TRECHO PARA LEITURA:
◇ ◇ ◇ ◇
SUMÁRIO: 1.Apresentação do caso trazido a julgamento no HC 73.662-9 e breve consideração sobre o percurso de abordagem. 2.Exposição do tema: essenciais contornos e conteúdos da questão jurídica apresentada no voto condutor do HC 73.662-9 a partir da atividade jurisprudencial realizada pelo Supremo Tribunal Federal. 3. Considerações a partir da exposição do tema e demarcação da inquietude:. 4.Referências bibliográficas:. ANEXO


1.Apresentação do caso trazido a julgamento no HC 73.662-9 e breve consideração sobre o percurso de abordagem

Mesmo não tendo sido uma decisão exercida em nível de controle de constitucionalidade, o caso escolhido consolidou-se como paradigma em relação à relativização da presunção de violência, pois, a partir de então, situações similares puderam receber o mesmo tratamento por parte daquela Suprema Corte, além de a jurisprudência ter sido fortemente seguida em nível de instância ordinária, mesmo não sendo o caso de vinculação obrigatória.

Sem deixar de mencionar, ainda, a riqueza de material que a decisão forneceu – e ainda fornece - para o estudo na área de gênero com incomum enfrentamento, já que o Supremo Tribunal ainda não se posicionou diante de uma questão mais recente – porém, não menos polêmica: as irrestritas críticas à Lei número 11.340/06, conhecida por Lei "Maria da Penha".
◇ ◇ ◇ ◇
PEDIDO ESCRITO:
Com base no trecho sobre o HC 73.662-9, explique em uma a três frases por que o caso se consolidou como paradigma na relativização da presunção de violência, apesar de não ter sido uma decisão em controle de constitucionalidade.

DADOS REGISTRADOS:
◇ ◇ ◇ ◇
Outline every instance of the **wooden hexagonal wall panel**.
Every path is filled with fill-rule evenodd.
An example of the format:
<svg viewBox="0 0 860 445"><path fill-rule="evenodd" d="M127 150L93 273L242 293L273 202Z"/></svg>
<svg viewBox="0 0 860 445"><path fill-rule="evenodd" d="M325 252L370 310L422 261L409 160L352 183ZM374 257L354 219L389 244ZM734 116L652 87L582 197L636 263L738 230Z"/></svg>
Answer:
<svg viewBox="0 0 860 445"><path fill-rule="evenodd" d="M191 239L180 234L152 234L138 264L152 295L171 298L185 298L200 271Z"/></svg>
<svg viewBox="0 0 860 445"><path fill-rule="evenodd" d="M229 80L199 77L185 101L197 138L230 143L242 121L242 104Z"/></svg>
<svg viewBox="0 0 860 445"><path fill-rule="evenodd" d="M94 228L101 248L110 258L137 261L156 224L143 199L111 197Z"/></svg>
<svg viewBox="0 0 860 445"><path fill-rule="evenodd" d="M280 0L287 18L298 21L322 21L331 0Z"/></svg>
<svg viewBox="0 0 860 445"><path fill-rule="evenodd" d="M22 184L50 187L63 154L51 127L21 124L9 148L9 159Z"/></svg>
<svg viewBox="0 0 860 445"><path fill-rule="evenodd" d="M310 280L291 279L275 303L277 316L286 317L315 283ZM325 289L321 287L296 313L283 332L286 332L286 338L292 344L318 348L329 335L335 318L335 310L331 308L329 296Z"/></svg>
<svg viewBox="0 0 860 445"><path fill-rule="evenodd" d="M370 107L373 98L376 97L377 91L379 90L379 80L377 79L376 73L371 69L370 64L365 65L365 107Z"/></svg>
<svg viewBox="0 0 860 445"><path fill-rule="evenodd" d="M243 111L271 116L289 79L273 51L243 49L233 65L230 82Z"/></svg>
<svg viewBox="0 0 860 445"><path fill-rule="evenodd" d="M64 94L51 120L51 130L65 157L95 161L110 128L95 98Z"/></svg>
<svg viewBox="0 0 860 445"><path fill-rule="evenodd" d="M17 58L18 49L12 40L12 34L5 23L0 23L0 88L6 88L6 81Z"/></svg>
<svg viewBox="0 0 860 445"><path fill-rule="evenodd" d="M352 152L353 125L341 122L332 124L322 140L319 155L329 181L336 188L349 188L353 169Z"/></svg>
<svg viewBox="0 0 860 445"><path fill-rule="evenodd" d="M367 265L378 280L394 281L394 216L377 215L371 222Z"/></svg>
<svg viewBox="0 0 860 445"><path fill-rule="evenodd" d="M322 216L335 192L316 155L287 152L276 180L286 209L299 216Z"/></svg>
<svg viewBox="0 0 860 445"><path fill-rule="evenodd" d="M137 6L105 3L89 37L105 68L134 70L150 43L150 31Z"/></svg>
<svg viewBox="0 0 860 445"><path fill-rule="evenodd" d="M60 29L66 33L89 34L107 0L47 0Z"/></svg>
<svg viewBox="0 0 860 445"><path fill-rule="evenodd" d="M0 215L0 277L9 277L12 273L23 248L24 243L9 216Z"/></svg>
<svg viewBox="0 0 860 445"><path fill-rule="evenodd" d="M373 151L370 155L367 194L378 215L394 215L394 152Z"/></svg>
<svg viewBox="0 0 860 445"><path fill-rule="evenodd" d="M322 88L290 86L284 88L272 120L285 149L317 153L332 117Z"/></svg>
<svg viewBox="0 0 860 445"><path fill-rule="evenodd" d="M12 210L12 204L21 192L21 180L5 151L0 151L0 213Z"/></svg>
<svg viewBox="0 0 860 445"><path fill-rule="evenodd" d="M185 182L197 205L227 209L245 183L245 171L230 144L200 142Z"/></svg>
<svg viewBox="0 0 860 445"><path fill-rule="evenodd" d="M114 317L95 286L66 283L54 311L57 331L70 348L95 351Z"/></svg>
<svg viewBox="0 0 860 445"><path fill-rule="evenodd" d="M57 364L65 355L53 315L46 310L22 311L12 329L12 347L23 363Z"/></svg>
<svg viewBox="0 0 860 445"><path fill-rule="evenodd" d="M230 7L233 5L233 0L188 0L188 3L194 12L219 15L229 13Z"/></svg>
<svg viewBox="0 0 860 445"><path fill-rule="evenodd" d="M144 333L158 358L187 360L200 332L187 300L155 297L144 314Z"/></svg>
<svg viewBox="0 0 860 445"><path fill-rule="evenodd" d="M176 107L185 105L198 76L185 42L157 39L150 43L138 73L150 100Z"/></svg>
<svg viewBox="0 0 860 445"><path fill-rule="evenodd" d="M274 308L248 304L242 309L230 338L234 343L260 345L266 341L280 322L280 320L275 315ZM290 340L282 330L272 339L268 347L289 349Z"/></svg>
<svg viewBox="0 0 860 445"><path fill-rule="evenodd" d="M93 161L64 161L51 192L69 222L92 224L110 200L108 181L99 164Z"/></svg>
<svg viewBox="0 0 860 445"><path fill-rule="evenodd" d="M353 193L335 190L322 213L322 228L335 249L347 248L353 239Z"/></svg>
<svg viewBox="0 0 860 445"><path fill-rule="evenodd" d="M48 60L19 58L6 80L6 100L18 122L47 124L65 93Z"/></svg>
◇ ◇ ◇ ◇
RESULTADO DA TAREFA:
O caso se consolidou como paradigma porque, a partir dele, situações semelhantes puderam receber o mesmo tratamento pelo Supremo Tribunal Federal. Além disso, essa jurisprudência foi fortemente seguida nas instâncias ordinárias, mesmo sem vinculação obrigatória.